(Vorgegebener Text)
────────────────────────────────────────
Dadurch, dass sich die Passagen abwechseln und sich das Gesamtbild erst nach und nach zusammensetzt hat man auch den unbedingten Wunsch möglichst schnell den Fortgang der Handlung kennenzulernen. Minimale Schönheitsfehler möchte ich hier dennoch anführen, denn „Wer das Schweigen bricht“ ist meines Erachtens nicht das beste Buch der Autorin. Zunächst hätte ich mir hier in erster Linie ein intensiveres Verhältnis zu den Protagonisten gewünscht, die trotz einer bewegenden Geschichte sehr distanziert und zurückhaltend wirken. Auch die innere Beteiligung an den Beweggründen damals und den Schuldgefühlen in der heutigen Zeit, wurde mir zu oberflächlich dargestellt. Irgendwie fehlt es diesem Buch an Herzblut, so dass es mich nicht ganz packen konnte, obwohl die Lektüre rein schriftstellerisch betrachtet wieder voll und ganz meinen Lesegeschmack treffen konnte. Gerne hätte ich mehr erfahren und wäre auch in die Tiefe der Erzählung eingedrungen, doch dazu hat der Krimi vielleicht ein paar Seiten zu wenig im Umfang. Die Gegenwartshandlung rund um Robert Lubisch und der geschehene Mord konnten mich nur mäßig inspirieren, weil die Abhandlung auch hier an der Oberfläche bleibt und die Ermittlungen der Polizei fast willkürlich erscheinen.
────────────────────────────────────────
(Gegebene Daten)
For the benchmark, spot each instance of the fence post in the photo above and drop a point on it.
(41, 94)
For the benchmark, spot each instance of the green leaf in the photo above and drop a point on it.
────────────────────────────────────────
(Deine Aufgabe) Gib den vorgegebenen Text oben vollständig und Wort für Wort aus.

(Die Lösung)
Dadurch, dass sich die Passagen abwechseln und sich das Gesamtbild erst nach und nach zusammensetzt hat man auch den unbedingten Wunsch möglichst schnell den Fortgang der Handlung kennenzulernen. Minimale Schönheitsfehler möchte ich hier dennoch anführen, denn „Wer das Schweigen bricht“ ist meines Erachtens nicht das beste Buch der Autorin. Zunächst hätte ich mir hier in erster Linie ein intensiveres Verhältnis zu den Protagonisten gewünscht, die trotz einer bewegenden Geschichte sehr distanziert und zurückhaltend wirken. Auch die innere Beteiligung an den Beweggründen damals und den Schuldgefühlen in der heutigen Zeit, wurde mir zu oberflächlich dargestellt. Irgendwie fehlt es diesem Buch an Herzblut, so dass es mich nicht ganz packen konnte, obwohl die Lektüre rein schriftstellerisch betrachtet wieder voll und ganz meinen Lesegeschmack treffen konnte. Gerne hätte ich mehr erfahren und wäre auch in die Tiefe der Erzählung eingedrungen, doch dazu hat der Krimi vielleicht ein paar Seiten zu wenig im Umfang. Die Gegenwartshandlung rund um Robert Lubisch und der geschehene Mord konnten mich nur mäßig inspirieren, weil die Abhandlung auch hier an der Oberfläche bleibt und die Ermittlungen der Polizei fast willkürlich erscheinen.